=== TESTO FORNITO ===

DOPO LA GLOBALLIZZAZIONE | |
[Storia e Politica] | DI MASSIMILIANO PANARARI |
da Il Messaggero del 9 settembre 2002
Anthony Giddens Amartya Sen. Photo by Kris Snibbe, courtesy of Harvard University News Office ( da http://www.bu.edu ) Jeremy Rifkin Zygmunt Bauman Martha Nussbaum Manuel Castells |
Da qualche tempo si è fatta strada
una pattuglia di filosofi e pensatori di vario orientamento che ha elevato la
globalizzazione a categoria di interpretazione della realtà contemporanea, ed
appare pronta a lasciare un segno sulla cultura degli anni a venire.
Ad unire questi personaggi, estremamente diversi, è una serie di connotati comuni. L'interdisciplinarietà, in grado di produrre quanto chiameremo il pensiero orizzontale o "della contaminazione", declinando insieme - dunque, orizzontalmente - utensili concettuali provenienti dall'epistemologia piuttosto che dalla semiologia, dalle "tecnologie dell'informazione" anziché dalla geografia urbana o antropologica. Il ritorno di un pensiero forte, deciso a raccogliere senza esitazioni le sfide lanciate dall'età globale per fornire delle risposte di carattere sistemico. Il cosmopolitismo delle loro esperienze private, divenuto per questi intellettuali famosi e riveriti, al pari dei protagonisti della finanza internazionale e dello star-system dello spettacolo, niente più di un villaggio, per l'appunto globale. E, soprattutto, il ragionamento sulla mondializzazione, che diventa finalmente l'oggetto centrale di una speculazione di carattere filosofico e non solo, intrisa di "meticciato culturale". Eccone una galleria.

=== SERIE DI ESERCIZI ===
[1] Cita fedelmente dal testo sulla globalizzazione il passo che si apre con le parole contenenti «DOPO LA GLOBALLIZZAZIONE» e si chiude con «anni a venire.».
[2] Trasforma in un elenco più conciso il paragrafo del testo sulla globalizzazione che comincia con «Ad unire questi personaggi», conservandone i fatti principali.

(Voci di dati raccolte)
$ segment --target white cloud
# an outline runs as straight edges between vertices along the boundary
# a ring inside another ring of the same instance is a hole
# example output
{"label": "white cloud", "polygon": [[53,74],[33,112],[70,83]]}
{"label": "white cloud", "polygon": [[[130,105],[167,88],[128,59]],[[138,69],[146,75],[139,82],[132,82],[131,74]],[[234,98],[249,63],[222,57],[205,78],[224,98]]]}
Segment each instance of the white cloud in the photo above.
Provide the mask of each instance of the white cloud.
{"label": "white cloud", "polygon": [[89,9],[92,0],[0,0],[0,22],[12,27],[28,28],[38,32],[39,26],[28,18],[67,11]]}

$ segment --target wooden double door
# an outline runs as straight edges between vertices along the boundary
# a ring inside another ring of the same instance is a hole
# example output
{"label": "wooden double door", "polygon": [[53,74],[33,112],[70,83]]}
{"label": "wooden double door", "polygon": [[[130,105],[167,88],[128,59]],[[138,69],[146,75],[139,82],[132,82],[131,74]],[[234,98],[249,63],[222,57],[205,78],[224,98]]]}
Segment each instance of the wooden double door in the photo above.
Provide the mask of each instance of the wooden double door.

=== SOLUZIONI DEGLI ESERCIZI ===
[1]
DOPO LA GLOBALLIZZAZIONE | |
[Storia e Politica] | DI MASSIMILIANO PANARARI |
da Il Messaggero del 9 settembre 2002
Anthony Giddens Amartya Sen. Photo by Kris Snibbe, courtesy of Harvard University News Office ( da http://www.bu.edu ) Jeremy Rifkin Zygmunt Bauman Martha Nussbaum Manuel Castells |
Da qualche tempo si è fatta strada
una pattuglia di filosofi e pensatori di vario orientamento che ha elevato la
globalizzazione a categoria di interpretazione della realtà contemporanea, ed
appare pronta a lasciare un segno sulla cultura degli anni a venire.

[2]
Questi pensatori, pur molto diversi, condividono alcuni tratti:
- l'interdisciplinarietà, che genera un pensiero orizzontale o "della contaminazione". Esso combina strumenti concettuali tratti dall'epistemologia, dalla semiologia, dalle "tecnologie dell'informazione" e dalla geografia urbana o antropologica;
- il ritorno di un pensiero forte, deciso ad affrontare le sfide dell'età globale con risposte sistemiche;
- il cosmopolitismo delle loro esperienze private: per loro, come per i protagonisti della finanza internazionale e dello star-system, il mondo è un villaggio globale;
- soprattutto, la riflessione sulla mondializzazione, divenuta oggetto centrale di una speculazione filosofica e non solo, intrisa di "meticciato culturale".